### [TO DO]
1/ Do these statements agree with the Outcast thread? Answer yes or no for each, and quote the words from the thread that decide it.
(a) The first poster says calling Outcast is not possible from where they are.
(b) According to submariner, Outcast still sells firearms.
(c) Lil' Scout reports that Outcast no longer handles FFL transfers.
2/ Answer these questions from the Outcast thread:
(a) Where is the first poster stationed at the time of posting?
(b) What kind of gun does the first poster want waiting at home?
(c) In what order does the first poster list things to do after getting home?
3/ Carry on the Outcast thread from the point where it stops.

# Outcast



## 11101110111 (Sep 21, 2011)

Hey guys, it's been awhile, but I used Outcast in the past for an FFL transfer and I know they had firearms for sale at that time. Does anyone happen to know if they still do that, and also if they are able to order firearms? I'm out in Afghanistan, and I'm looking to have a new bolt gun waiting on me when I get home. I wanted to check their price on the rifle I want for a new build. I tried going to their website to get an email, but it says it's down. Calling is also not an option for me out here. Anyone have any info?


----------



## submariner (Oct 2, 2007)

they gave up on fire armes


----------



## 11101110111 (Sep 21, 2011)

That's unfortunate to hear. They don't even handle FFL transfers anymore?


----------



## MikeG (Oct 5, 2007)

You would have to be there to do the paperwork for the transfer. Are you coming home from overseas?


----------



## Lil' Scout (Oct 1, 2007)

They still do FFL xfer. I just had something shipped to them. Give'm a call.


----------



## 11101110111 (Sep 21, 2011)

MikeG said:


> You would have to be there to do the paperwork for the transfer. Are you coming home from overseas?


Yep, I'll be home in a few days. I was planning to order something to have it ready for me when I get there. Wife, dogs, cheeseburger, range. In that order. :thumbsup:


----------



## 11101110111 (Sep 21, 2011)

Lil' Scout said:


> They still do FFL xfer. I just had something shipped to them. Give'm a call.

### [RECORDS SHOWN]
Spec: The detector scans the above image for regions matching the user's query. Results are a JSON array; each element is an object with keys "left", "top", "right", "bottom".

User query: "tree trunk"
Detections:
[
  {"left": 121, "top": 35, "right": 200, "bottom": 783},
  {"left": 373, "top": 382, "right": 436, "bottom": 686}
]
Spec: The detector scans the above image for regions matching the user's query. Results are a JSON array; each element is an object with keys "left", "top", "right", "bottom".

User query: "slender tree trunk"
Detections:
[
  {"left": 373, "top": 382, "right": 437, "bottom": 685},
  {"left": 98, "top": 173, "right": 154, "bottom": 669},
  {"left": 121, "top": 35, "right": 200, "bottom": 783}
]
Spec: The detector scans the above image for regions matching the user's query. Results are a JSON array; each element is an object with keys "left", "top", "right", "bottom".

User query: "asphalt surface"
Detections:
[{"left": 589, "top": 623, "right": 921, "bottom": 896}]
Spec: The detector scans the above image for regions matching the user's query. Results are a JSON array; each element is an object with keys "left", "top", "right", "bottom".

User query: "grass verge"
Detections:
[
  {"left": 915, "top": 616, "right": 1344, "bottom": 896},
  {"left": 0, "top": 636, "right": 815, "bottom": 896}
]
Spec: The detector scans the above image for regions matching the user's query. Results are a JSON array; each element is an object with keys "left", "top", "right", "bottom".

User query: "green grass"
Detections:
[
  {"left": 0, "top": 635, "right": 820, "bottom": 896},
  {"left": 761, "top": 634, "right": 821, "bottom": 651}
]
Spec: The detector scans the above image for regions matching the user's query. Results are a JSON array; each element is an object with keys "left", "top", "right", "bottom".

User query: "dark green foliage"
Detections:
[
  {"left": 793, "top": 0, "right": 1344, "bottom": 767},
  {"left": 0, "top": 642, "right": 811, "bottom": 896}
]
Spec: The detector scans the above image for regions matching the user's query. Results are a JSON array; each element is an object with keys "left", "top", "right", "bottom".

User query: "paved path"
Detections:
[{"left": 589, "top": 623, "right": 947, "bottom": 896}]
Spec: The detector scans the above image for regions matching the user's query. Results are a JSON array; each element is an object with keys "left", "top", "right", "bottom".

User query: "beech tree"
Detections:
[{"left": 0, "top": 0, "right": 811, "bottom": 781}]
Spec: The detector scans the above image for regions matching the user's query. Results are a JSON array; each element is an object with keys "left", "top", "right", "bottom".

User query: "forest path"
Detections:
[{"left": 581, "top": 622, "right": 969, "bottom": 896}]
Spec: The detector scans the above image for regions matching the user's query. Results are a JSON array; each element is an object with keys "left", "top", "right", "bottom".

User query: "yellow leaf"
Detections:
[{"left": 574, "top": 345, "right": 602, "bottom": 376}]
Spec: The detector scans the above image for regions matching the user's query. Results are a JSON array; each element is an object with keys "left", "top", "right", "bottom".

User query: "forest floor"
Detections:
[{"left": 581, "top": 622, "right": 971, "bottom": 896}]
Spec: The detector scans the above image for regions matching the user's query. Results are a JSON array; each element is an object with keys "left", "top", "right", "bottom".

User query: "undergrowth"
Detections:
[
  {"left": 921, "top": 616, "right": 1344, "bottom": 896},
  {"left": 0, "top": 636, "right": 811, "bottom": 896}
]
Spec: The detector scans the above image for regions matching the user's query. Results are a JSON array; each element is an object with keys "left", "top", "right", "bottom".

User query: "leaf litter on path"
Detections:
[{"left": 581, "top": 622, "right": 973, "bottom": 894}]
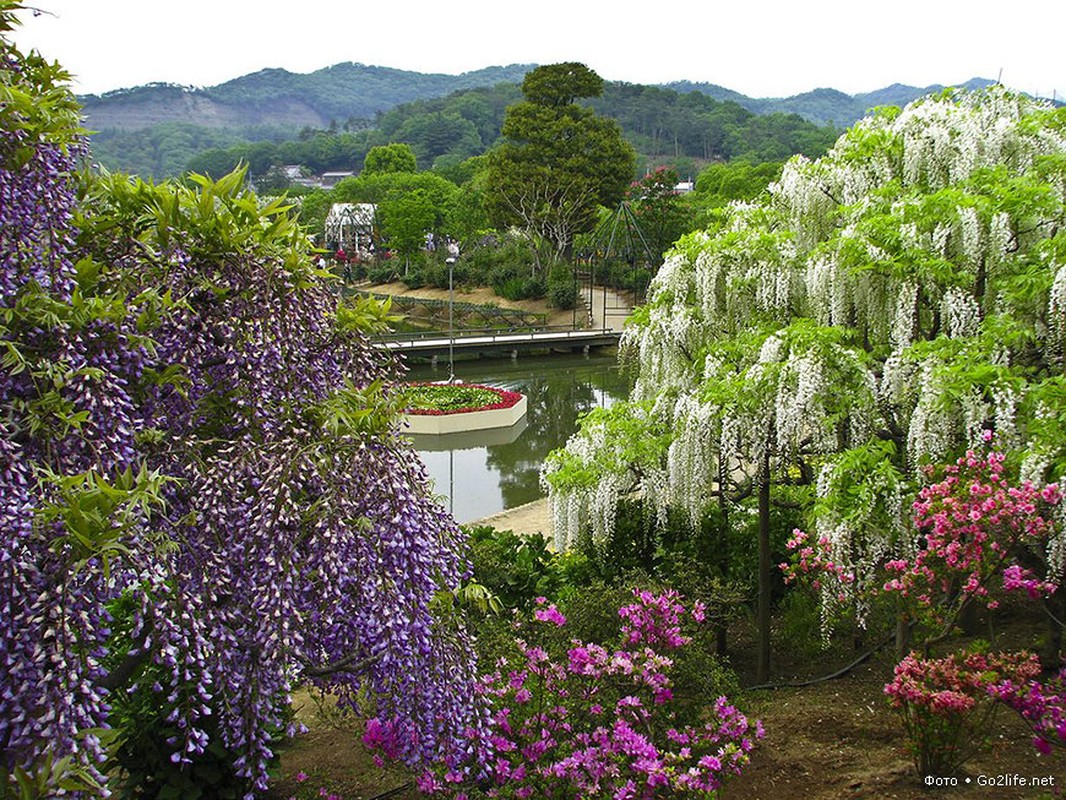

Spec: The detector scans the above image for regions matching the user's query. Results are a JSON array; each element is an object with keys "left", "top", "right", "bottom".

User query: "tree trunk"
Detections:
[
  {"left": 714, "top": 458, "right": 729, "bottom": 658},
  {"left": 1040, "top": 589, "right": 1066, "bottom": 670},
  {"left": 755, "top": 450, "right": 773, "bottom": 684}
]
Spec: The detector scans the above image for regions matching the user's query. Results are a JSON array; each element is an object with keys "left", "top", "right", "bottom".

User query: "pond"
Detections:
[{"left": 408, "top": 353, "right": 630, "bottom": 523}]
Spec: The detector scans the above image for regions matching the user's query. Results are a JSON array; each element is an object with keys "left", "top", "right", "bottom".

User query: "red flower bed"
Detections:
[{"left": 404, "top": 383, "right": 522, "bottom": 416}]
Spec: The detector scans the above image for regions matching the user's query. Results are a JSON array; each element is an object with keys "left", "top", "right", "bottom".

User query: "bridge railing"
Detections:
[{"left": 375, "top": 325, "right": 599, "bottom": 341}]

### [RESULTS IN ORDER]
1/
(a) Yes: "Calling is also not an option for me out here."
(b) No: "they gave up on fire armes"
(c) No: "They still do FFL xfer."

2/
(a) Afghanistan.
(b) A new bolt gun.
(c) Wife, dogs, cheeseburger, range.

3/
Unfortunately, I won't be able to call them from out here. I was trying to locate an email address for them. Anyone happen to have one?


----------



## Lil' Scout (Oct 1, 2007)

11101110111 said:


> Unfortunately, I won't be able to call them from out here. I was trying to locate an email address for them. Anyone happen to have one?


They're on this forum as Outcast. You can PM them.


----------



## 11101110111 (Sep 21, 2011)

Excellent, thanks for the info.


----------



## sj1 (Aug 18, 2011)

Not to distract from the subject, but thank you for your service, and enjoy your return home.


----------



## Spoolin Up (May 3, 2011)

sj1 said:


> Not to distract from the subject, but thank you for your service, and enjoy your return home.


+1 Come home safe


----------



## 20simmons sea skiff (Aug 20, 2010)

*guns*

gander mountain does transfers orders the whole ballof wax


----------



## bobinbusan (Feb 16, 2010)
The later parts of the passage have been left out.